====== Quoted passage

Not only is it good for businesses with limited marketing budgets, it has much more of a “set it and forget it” mentality than other social channels that need constant babysitting and attention in order to maximize their potential. With little effort, you can use Pinterest to highlight your company’s work, link back to your blog or website, and promote not only your own content, but other valuable curated content as well. And remember, Pinterest pins also show up in Google searches now.
Rich: Peg Fitzpatrick is a social media strategist and popular blogger, writing on her own website and across the web. Her blog was recognized as one of the top social media blog posts by none other than The Social Media Examiner.
She has spearheaded successful social media campaigns for Mercedes, Motorola, Audi, Google and Virgin, as well as having been a brand ambassador for Kempton Hotels. She’s also currently working for Adobe Spark.
In her spare time she co-authored a best-selling book called The Art of Social Media, with Guy Kawasaki. Peg, welcome to the show.
Peg: Hey, thanks for having me Rich.
Rich: Hey, I’m sorry I butchered your intro right there. I think I probably could have practiced a few more times.
Peg: That’s ok. It’s really long, I’ve done so many interesting things.
Rich: You have, you’ve had an interesting life. And I didn’t even include the fact that just a few weeks ago you were here in Maine presenting at my newest conference, Streamline Marketing Workshops, which is basically a marketing conference for wedding professionals.
Peg: Which I loved. Portland I amazing, you must have me back again for something else.

============
====== Listed entries

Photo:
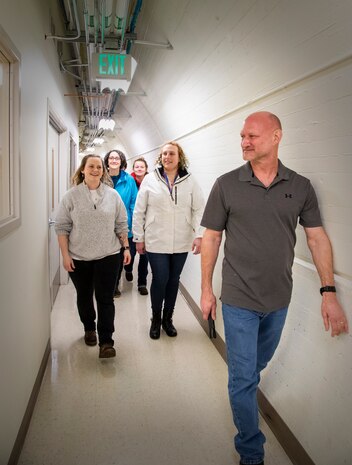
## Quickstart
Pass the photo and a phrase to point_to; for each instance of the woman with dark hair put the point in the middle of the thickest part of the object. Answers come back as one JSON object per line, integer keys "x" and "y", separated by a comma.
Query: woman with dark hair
{"x": 116, "y": 164}
{"x": 91, "y": 225}
{"x": 139, "y": 170}
{"x": 166, "y": 226}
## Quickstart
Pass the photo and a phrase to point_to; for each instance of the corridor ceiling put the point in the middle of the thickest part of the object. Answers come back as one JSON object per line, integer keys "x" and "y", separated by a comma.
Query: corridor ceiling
{"x": 81, "y": 29}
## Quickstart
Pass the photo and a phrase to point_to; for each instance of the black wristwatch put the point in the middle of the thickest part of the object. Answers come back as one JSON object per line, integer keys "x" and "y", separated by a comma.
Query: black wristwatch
{"x": 327, "y": 289}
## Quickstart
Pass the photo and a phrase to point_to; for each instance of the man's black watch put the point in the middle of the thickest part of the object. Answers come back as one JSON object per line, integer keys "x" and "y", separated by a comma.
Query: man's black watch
{"x": 327, "y": 289}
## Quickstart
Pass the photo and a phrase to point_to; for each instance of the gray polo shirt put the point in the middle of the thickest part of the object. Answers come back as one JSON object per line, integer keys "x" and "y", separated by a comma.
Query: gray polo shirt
{"x": 260, "y": 236}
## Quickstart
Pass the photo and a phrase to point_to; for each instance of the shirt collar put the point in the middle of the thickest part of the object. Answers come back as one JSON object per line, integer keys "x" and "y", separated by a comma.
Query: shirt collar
{"x": 246, "y": 173}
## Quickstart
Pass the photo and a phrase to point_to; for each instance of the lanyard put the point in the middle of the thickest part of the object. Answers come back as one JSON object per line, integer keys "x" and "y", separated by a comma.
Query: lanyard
{"x": 167, "y": 181}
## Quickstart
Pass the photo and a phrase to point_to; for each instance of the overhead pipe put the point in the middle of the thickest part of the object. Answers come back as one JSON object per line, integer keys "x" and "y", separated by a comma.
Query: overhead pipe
{"x": 49, "y": 36}
{"x": 136, "y": 11}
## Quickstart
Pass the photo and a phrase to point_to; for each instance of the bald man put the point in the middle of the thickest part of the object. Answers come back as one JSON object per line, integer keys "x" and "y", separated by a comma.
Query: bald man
{"x": 258, "y": 206}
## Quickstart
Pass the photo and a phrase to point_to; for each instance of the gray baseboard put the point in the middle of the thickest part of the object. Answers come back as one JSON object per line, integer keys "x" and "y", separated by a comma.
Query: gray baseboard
{"x": 283, "y": 434}
{"x": 21, "y": 436}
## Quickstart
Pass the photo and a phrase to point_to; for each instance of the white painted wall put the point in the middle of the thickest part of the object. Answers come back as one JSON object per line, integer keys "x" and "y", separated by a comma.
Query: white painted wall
{"x": 24, "y": 283}
{"x": 294, "y": 59}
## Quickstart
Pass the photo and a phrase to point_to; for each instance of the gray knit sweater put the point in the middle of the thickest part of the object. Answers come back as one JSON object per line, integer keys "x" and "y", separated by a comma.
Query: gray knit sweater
{"x": 92, "y": 228}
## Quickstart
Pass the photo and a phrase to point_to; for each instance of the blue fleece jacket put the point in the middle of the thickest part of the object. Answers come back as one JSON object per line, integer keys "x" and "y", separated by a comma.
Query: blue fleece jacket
{"x": 125, "y": 185}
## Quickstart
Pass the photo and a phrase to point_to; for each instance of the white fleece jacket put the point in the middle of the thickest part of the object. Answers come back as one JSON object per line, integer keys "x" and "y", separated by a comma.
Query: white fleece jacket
{"x": 168, "y": 222}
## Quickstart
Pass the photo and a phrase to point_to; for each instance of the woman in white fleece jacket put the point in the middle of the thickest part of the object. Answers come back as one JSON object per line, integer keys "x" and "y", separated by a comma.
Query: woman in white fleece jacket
{"x": 91, "y": 225}
{"x": 166, "y": 226}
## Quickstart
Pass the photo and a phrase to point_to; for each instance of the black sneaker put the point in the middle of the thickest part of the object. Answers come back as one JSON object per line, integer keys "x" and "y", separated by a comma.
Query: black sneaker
{"x": 90, "y": 338}
{"x": 117, "y": 293}
{"x": 143, "y": 290}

============

> **Required task 1**
In the interview excerpt, copy down the stretch from "In her spare" through "many interesting things.".
> **Required task 2**
List every company the interview excerpt says Peg Fitzpatrick spearheaded social media campaigns for.

> **Full answer 1**
In her spare time she co-authored a best-selling book called The Art of Social Media, with Guy Kawasaki. Peg, welcome to the show.
Peg: Hey, thanks for having me Rich.
Rich: Hey, I’m sorry I butchered your intro right there. I think I probably could have practiced a few more times.
Peg: That’s ok. It’s really long, I’ve done so many interesting things.

> **Full answer 2**
Mercedes, Motorola, Audi, Google, Virgin